Consigna ▸ Reescribe los ítems que van desde la línea que contiene "Please indicate the black trousers" hasta el final de los ítems, ambos extremos incluidos, y cambia "trousers" por "pants" sin alterar nada más.
╭─ Ítems proporcionados
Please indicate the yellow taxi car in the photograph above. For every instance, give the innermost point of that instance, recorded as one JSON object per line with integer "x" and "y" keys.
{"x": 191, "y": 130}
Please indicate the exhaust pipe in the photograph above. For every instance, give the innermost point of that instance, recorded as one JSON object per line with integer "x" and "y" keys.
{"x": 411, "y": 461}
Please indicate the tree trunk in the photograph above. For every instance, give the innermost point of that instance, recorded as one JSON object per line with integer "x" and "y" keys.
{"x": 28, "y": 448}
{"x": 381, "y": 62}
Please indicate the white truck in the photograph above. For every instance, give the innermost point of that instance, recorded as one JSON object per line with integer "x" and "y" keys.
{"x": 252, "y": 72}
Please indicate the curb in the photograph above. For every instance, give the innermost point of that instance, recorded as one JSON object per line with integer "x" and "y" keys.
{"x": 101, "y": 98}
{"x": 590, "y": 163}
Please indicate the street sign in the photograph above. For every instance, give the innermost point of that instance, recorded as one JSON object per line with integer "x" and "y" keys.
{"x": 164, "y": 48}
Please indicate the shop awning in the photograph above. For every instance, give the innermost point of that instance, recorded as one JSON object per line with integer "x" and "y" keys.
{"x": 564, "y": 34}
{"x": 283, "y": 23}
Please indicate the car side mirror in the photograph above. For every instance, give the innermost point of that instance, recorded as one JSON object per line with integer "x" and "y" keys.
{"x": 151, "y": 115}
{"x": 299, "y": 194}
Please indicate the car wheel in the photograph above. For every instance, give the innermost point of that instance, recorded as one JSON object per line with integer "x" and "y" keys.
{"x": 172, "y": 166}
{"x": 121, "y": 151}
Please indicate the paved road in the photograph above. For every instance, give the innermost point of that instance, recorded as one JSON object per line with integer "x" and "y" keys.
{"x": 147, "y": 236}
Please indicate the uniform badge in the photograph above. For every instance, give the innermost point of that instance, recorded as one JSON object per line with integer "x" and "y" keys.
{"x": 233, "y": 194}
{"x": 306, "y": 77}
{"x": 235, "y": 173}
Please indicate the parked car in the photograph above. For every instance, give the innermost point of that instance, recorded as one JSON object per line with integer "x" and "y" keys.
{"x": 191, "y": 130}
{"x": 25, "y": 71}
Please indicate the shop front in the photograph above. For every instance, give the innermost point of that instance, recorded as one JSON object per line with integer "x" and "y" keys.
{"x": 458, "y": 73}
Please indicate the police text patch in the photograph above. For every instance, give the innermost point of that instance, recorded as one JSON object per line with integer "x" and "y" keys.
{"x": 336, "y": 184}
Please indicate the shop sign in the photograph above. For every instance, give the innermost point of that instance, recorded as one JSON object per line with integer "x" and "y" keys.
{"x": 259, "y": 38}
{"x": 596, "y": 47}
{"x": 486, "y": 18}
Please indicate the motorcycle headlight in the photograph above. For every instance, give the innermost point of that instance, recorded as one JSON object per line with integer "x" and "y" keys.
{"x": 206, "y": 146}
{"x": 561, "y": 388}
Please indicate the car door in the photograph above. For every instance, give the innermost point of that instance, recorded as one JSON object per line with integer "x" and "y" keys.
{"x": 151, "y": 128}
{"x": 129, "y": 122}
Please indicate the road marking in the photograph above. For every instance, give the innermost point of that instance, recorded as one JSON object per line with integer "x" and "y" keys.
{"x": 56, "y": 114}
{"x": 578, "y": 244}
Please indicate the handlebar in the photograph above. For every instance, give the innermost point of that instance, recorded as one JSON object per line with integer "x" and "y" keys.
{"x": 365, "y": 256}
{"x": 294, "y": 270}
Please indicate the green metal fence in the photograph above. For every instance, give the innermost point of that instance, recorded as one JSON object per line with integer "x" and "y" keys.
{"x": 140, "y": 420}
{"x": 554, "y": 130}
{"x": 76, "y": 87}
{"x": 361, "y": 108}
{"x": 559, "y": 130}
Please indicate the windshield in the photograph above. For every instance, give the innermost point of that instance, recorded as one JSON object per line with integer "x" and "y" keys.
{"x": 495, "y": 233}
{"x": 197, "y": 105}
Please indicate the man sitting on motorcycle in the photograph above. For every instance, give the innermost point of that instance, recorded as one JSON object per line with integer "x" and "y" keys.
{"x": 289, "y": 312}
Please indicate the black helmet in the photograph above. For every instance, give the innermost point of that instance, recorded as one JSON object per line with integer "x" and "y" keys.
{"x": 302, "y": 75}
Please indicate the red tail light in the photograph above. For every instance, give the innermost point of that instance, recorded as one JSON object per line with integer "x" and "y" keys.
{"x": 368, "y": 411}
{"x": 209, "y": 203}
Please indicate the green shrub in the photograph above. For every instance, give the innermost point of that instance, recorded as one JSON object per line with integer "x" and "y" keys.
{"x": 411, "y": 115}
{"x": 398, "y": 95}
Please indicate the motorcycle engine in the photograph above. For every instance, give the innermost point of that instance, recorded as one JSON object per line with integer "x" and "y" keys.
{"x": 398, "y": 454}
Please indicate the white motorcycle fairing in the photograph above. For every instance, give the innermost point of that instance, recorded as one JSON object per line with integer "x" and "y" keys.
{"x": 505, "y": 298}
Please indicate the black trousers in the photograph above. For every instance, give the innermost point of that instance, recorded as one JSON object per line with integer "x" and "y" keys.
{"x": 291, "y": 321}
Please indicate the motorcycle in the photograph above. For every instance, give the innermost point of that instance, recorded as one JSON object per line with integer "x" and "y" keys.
╰─
Respuesta final ▸
Please indicate the black pants in the photograph above. For every instance, give the innermost point of that instance, recorded as one JSON object per line with integer "x" and "y" keys.
{"x": 291, "y": 321}
Please indicate the motorcycle in the photograph above. For every instance, give the innermost point of that instance, recorded as one JSON object per line with integer "x" and "y" keys.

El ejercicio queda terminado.